In the lines starting with the one containing "of the bunting" and going on through the one containing "(1102, 388)", swap "thickest" for "widest" and leave everything else unchanged. Give back only those lines.

PROVIDED INFORMATION =
☆ ☆ ☆ ☆ ☆
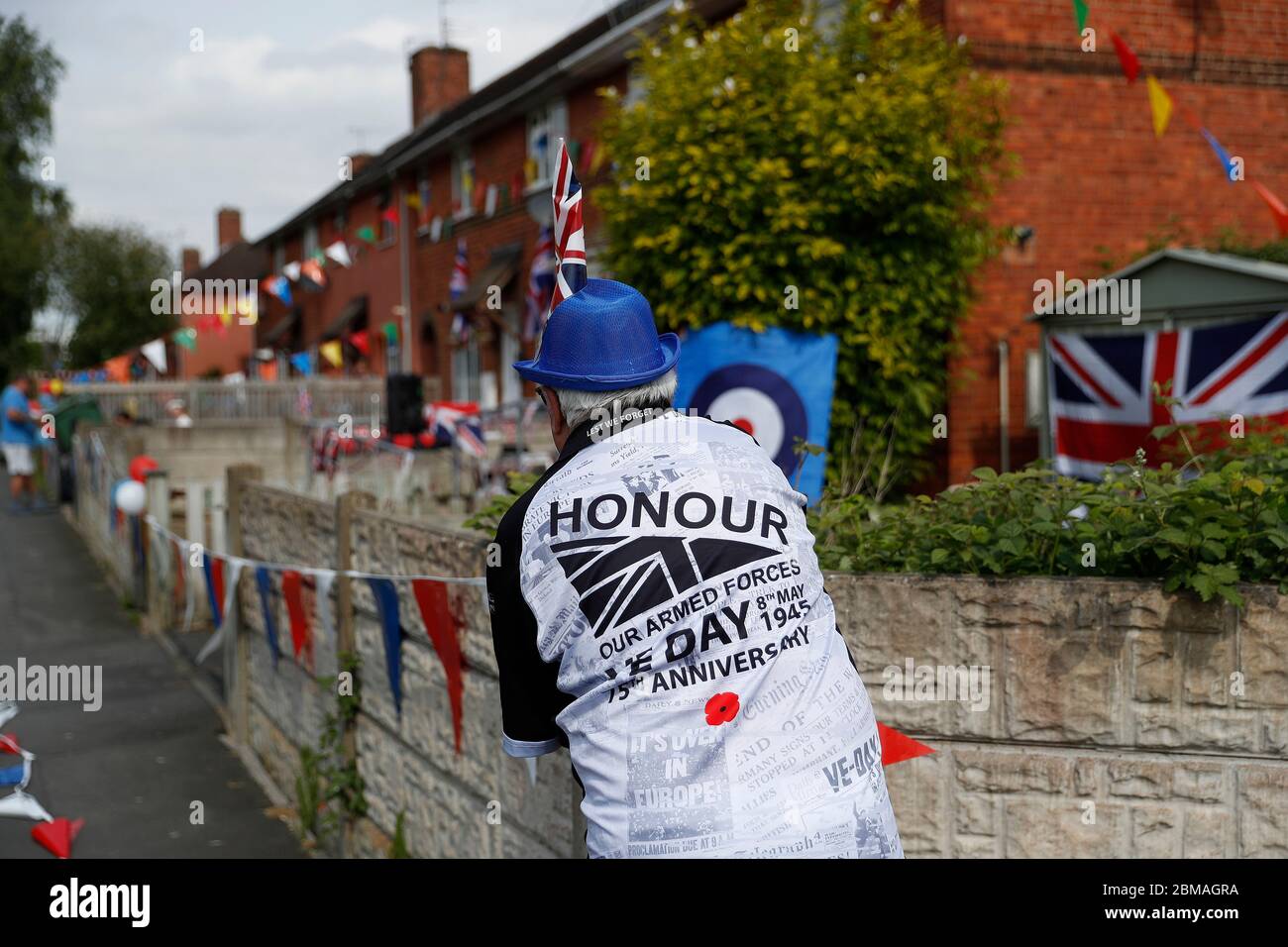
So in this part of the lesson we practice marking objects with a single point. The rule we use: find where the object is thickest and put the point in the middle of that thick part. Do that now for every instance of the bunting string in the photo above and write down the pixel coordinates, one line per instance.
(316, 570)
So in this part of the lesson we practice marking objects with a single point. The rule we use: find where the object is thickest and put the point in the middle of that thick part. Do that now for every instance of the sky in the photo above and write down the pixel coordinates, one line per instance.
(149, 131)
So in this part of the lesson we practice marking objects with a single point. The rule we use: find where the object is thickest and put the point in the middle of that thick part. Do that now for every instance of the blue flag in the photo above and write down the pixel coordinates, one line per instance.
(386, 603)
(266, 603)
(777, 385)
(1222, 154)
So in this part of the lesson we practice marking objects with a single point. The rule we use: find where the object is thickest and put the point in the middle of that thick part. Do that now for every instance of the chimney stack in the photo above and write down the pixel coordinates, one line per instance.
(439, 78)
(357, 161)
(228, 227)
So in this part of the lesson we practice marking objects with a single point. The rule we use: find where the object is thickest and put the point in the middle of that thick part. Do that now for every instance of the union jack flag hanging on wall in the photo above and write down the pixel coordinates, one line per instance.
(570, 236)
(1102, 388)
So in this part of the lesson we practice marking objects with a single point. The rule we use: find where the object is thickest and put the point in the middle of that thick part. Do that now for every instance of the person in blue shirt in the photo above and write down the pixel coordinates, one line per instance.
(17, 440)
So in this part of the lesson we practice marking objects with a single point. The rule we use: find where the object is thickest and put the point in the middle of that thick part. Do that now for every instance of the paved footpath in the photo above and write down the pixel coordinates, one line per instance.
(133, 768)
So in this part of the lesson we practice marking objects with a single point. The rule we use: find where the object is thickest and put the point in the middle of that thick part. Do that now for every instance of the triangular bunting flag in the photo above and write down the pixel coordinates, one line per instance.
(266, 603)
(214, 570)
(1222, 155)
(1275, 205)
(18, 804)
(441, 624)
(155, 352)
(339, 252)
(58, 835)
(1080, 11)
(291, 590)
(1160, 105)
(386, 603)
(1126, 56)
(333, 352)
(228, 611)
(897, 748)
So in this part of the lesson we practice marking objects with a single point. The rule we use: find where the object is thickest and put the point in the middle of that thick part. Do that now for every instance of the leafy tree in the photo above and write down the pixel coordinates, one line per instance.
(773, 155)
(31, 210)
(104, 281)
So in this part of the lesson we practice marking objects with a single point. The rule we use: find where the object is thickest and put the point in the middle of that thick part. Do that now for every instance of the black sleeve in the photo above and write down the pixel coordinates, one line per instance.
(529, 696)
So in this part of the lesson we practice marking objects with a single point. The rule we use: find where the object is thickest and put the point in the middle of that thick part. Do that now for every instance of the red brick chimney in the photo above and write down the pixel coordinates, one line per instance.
☆ ☆ ☆ ☆ ☆
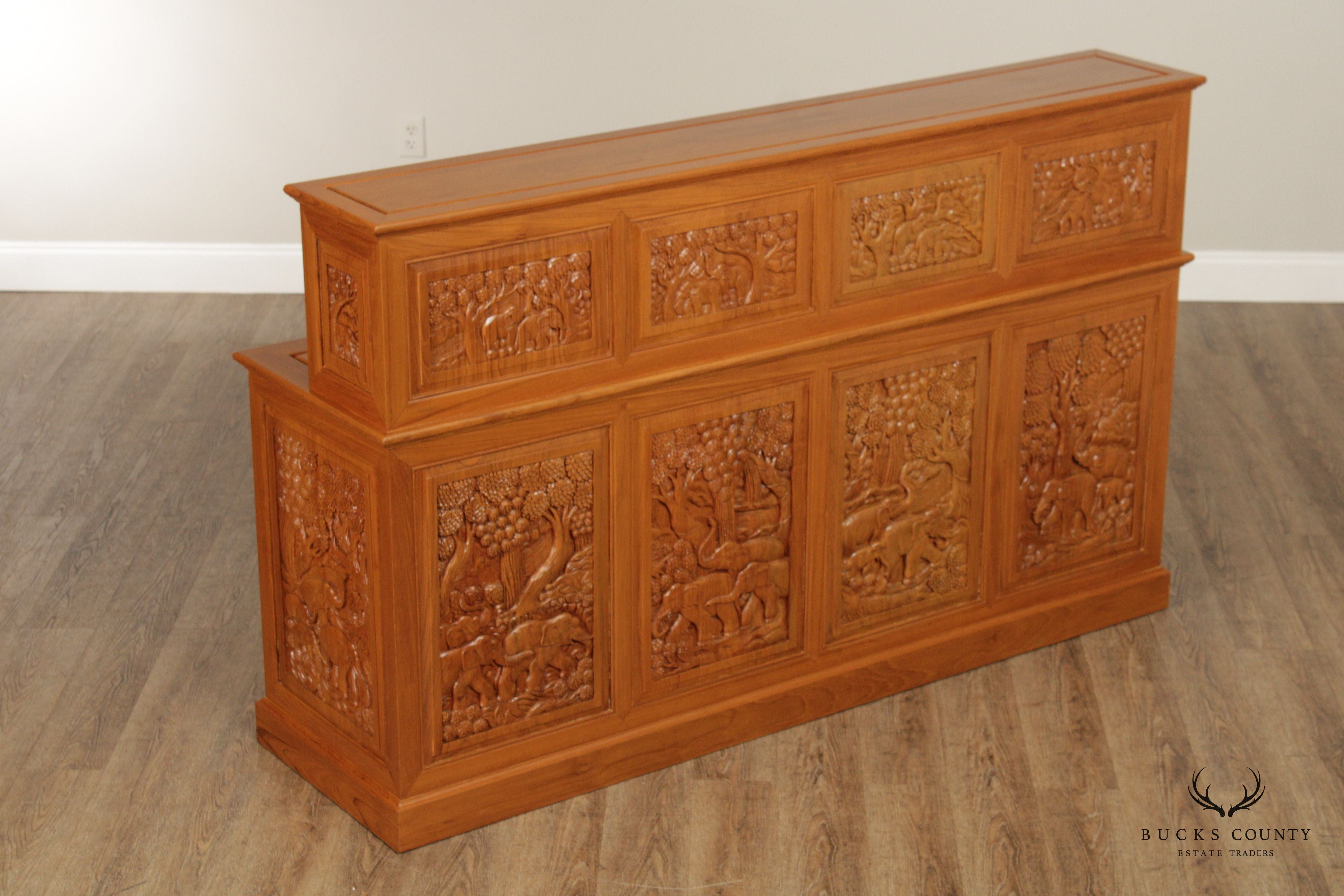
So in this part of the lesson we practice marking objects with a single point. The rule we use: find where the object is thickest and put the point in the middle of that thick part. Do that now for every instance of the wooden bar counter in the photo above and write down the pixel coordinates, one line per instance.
☆ ☆ ☆ ☆ ☆
RESULT =
So in this part of the lesson we practice marking objects with a single point. The rule we use: find where the object is widest and put the point in the middle of that thick part. Do that now for every instance of the bunting string in the photo above and write down the pixel coordinates, one line per instance.
(316, 570)
So in this part of the lesson we practice marking objects with a single point. The rule we use: find where the object is widest and put the point in the middle of that thick part. Do that now for every instance of the sky in the photo above and write down the pixel coordinates, one line per instance.
(149, 131)
So in this part of the lesson we practice marking objects with a single point. The rule we use: find where the object is widest and put the point in the middle of that thick part. Do that now for every instance of the blue flag in the photo above and write down the pixel coordinates, one line per instance.
(386, 603)
(266, 603)
(777, 385)
(1222, 154)
So in this part of the lesson we practice marking objects with a single point. The rule we use: find where the object is widest and put the point in the middle of that thick part. Do that now for every instance of the chimney stack in the photo above and write down the pixel coordinates, one line per instance.
(439, 78)
(357, 161)
(228, 227)
So in this part of the lesson we practice marking objects with a single point. The rule we use: find where the object is widest and put the point in the middle of that thick part. Do that now for every instance of the union jack flag hanging on wall in the photo above and write down the pixel coordinates, one line per instance.
(570, 236)
(1102, 388)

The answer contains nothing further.